## [Dataset entries]
=== Begin Enclosure ===
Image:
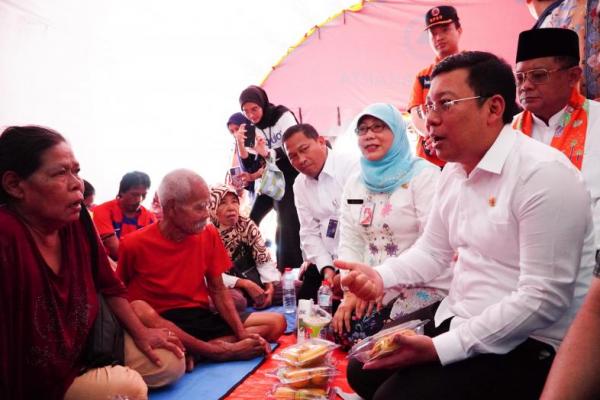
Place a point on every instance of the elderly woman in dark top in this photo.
(48, 294)
(246, 247)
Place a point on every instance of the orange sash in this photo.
(570, 134)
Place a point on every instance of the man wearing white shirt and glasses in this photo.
(515, 216)
(318, 192)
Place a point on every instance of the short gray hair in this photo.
(177, 185)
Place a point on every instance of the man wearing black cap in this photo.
(444, 30)
(512, 219)
(548, 75)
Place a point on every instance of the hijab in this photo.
(399, 165)
(271, 113)
(238, 119)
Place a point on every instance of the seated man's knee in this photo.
(145, 312)
(107, 383)
(239, 300)
(171, 369)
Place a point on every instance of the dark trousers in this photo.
(287, 234)
(519, 374)
(311, 281)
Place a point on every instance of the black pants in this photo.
(287, 234)
(519, 374)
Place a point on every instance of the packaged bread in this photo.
(382, 343)
(287, 393)
(299, 378)
(312, 352)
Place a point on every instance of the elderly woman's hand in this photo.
(260, 145)
(159, 338)
(362, 280)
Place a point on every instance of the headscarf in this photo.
(217, 194)
(398, 166)
(271, 113)
(238, 119)
(244, 231)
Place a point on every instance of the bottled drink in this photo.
(324, 296)
(289, 292)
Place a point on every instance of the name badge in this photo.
(367, 212)
(332, 228)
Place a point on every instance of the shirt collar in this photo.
(328, 167)
(496, 156)
(552, 122)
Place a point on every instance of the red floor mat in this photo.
(258, 384)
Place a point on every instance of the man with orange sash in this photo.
(548, 75)
(443, 28)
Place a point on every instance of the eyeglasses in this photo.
(441, 106)
(536, 76)
(376, 127)
(250, 110)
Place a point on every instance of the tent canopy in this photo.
(372, 52)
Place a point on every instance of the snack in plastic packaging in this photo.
(382, 343)
(288, 393)
(299, 378)
(309, 353)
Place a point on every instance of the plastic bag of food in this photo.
(382, 343)
(282, 392)
(312, 352)
(299, 378)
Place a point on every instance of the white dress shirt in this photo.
(518, 224)
(590, 168)
(317, 202)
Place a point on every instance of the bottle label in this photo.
(324, 300)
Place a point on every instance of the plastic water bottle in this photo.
(289, 292)
(324, 296)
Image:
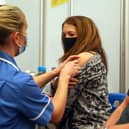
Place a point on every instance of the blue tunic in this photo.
(22, 103)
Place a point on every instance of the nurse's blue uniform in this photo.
(22, 103)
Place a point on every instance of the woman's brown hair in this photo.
(88, 39)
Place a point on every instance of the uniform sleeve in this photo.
(33, 103)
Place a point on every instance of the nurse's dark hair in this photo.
(12, 19)
(88, 39)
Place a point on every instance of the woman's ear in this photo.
(16, 37)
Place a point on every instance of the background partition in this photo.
(44, 34)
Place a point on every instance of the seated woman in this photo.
(87, 106)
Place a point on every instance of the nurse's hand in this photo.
(73, 82)
(61, 65)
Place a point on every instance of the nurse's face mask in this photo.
(70, 35)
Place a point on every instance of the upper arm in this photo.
(84, 58)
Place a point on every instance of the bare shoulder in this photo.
(84, 57)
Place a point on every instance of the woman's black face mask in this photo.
(68, 43)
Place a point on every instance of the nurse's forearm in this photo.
(44, 78)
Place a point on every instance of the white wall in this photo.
(29, 60)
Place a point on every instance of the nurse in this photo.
(22, 104)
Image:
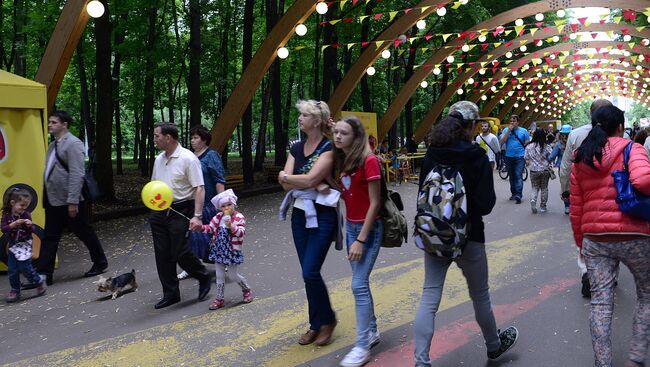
=== End Enclosure ===
## [Action item]
When copying the material, leave every image behind and keep each line verbatim.

## [Completed task]
Image:
Place a point on every instance of the elderly woman in dark top in this photo.
(48, 294)
(246, 247)
Place a point on every instance of the orange sash in this photo.
(570, 134)
Place a point on every instance of the man wearing white shirt and glasses in this photo.
(515, 216)
(318, 192)
Place a point on every instance of the short gray hair in this photo.
(177, 185)
Place a point on every instance of the man wearing black cap in this photo.
(444, 30)
(512, 219)
(548, 75)
Place a point on every instance of the hijab in this photo.
(399, 165)
(271, 113)
(238, 119)
Place a point on every instance of the seated man's knee in this photo.
(145, 312)
(107, 383)
(239, 300)
(171, 369)
Place a point on every instance of the dark trousers in this photo.
(287, 234)
(519, 374)
(311, 281)
Place a point on every instance of the black pants in this photo.
(287, 234)
(519, 374)
Place a point on every instance of the packaged bread in this photo.
(382, 343)
(287, 393)
(299, 378)
(312, 352)
Place a point on every instance of the elderly woman's hand in this photo.
(260, 145)
(159, 338)
(362, 280)
Place a point on every instance of the headscarf in this photo.
(217, 194)
(398, 166)
(271, 113)
(238, 119)
(244, 231)
Place a point on every instance of the bottled drink in this photo.
(324, 296)
(289, 292)
Place a point on every instance of the name badge in this photo.
(367, 212)
(332, 228)
Place a point on every instance of the shirt collar in this photo.
(328, 167)
(496, 156)
(552, 122)
Place a point on every instance of the red floor mat in this photo.
(258, 384)
Place a point on every instance of the man with orange sash in this photo.
(548, 75)
(443, 28)
Place a point on every instance of the eyeglasses in this photo.
(441, 106)
(536, 76)
(376, 127)
(250, 110)
Place a point on every instance of the tent canopy in this photo.
(372, 52)
Place a point on every instance of the snack in plastic packaging in this photo.
(382, 343)
(288, 393)
(299, 378)
(309, 353)
Place a point on every instance of the plastic bag of food in this photo.
(382, 343)
(282, 392)
(312, 352)
(299, 378)
Place a point on every instance of the white dress shirt in this photo.
(518, 224)
(590, 168)
(317, 202)
Place a point on every instance of the bottle label in this photo.
(324, 300)
Place a point on every instance of the plastic water bottle in this photo.
(289, 292)
(324, 296)
Image:
Place a point on every instance of the blue tunic in this photo.
(22, 103)
Place a point on every instance of the nurse's blue uniform in this photo.
(22, 103)
Place a point on every instance of the woman's brown hair in this photo.
(88, 39)
Place a point on every instance of the uniform sleeve in this photo.
(33, 103)
Place a point on every instance of the nurse's dark hair in this photo.
(12, 19)
(88, 39)
Place a point on every instance of the woman's ear in this photo.
(16, 37)
Place a point on every instance of the background partition in this photo.
(44, 34)
Place a point on every instance of the seated woman in this photo.
(87, 106)
Place a point on every instance of the nurse's hand in this photo.
(73, 82)
(61, 65)
Place a point on every instance of the nurse's face mask in this photo.
(70, 35)
Place a point on every instance of the upper arm in this photo.
(84, 58)
Place a point on every instance of the bare shoulder in this photo.
(84, 57)
Place a point on every instance of the woman's black face mask in this photo.
(68, 43)
Place a point on every instance of the nurse's forearm in this photo.
(44, 78)
Place a point on every instance of the white wall in this photo.
(29, 60)
Place a point on every instance of the nurse in this photo.
(22, 104)
Image:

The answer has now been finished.